What is expected: Name every sovereign lady that the article below on women and tobacco lists among the known smokers.

Thursday, February 7, 2013

Smoke on the water - Time Travel to Versailles: February 1913

The Versailles Chronicle - February 1913

"Good finds and curiosities

Afternoon tea. A whiff of the weed

Just imagine! A new fashion is to be established in France and all is due because we so much love to imitate our neighbors. Lately, the "Gazette médicale de Paris" reported that in New York and the main cities of the United States, the young ladies have now begun to ask to their jeweler for the cigarette or cigar holders made of gold and inlaid with precious stones. They carry these objects at their wrists, attached with a small chain.

The appetite for tobacco is nowadays generalized on the other side of the ocean and women are particularly fanatical about cigarettes, and even about cigars and pipes. On the programs of the many feminine get-togethers, we can frequently read:

'Afternoon tea. A whiff of the weed.'
That is:
'Thé d'après-midi. Une bouffée de tabac' (Afternoon tea. A puff of tobacco)

These ladies smoke at table, lunch and dinner, when desert is served. And men have no excuse left to isolate themselves in the smoking room.

So many women made a habit of smoking in England that one of the most important railway companies, the 'London and North Western Railway' had to reserve a first-class car for women who smoke, 'lady smokers', in every train.

Lastly, we know that, in Europe, a great number of women of the upper class didn't disdain the cigarette, to say the least. The sovereign ladies themselves have been their example: the Queen Margherita of Italy, the dowager Empress of Russia, the ex-Queen Amélia of Portugal, the Queen Maria-Christina are among the known smokers."

Information given:
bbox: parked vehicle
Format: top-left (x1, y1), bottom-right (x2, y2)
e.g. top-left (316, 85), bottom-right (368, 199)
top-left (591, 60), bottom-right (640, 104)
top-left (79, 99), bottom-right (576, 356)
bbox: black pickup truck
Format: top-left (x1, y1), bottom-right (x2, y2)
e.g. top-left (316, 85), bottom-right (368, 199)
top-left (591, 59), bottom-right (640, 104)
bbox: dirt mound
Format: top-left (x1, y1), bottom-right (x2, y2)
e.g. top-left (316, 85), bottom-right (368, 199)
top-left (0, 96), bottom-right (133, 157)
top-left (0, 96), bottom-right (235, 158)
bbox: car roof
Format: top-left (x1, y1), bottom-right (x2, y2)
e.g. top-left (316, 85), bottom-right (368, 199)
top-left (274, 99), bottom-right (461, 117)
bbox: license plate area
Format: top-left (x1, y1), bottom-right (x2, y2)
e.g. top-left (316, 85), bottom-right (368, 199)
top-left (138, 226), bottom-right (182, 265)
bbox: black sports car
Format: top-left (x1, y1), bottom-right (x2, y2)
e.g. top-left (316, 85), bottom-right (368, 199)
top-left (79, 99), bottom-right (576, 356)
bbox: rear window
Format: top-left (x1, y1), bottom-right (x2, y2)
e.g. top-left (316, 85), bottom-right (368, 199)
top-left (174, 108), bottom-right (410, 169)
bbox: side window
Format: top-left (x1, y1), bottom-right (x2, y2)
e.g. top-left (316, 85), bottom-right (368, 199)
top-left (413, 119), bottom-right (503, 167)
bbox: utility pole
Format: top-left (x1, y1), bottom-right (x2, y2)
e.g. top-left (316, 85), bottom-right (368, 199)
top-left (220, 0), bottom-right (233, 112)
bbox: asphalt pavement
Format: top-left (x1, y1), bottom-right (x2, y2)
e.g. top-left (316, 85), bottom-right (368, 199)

Output for this exercise:
Queen Margherita of Italy
the dowager Empress of Russia
the ex-Queen Amélia of Portugal
Queen Maria-Christina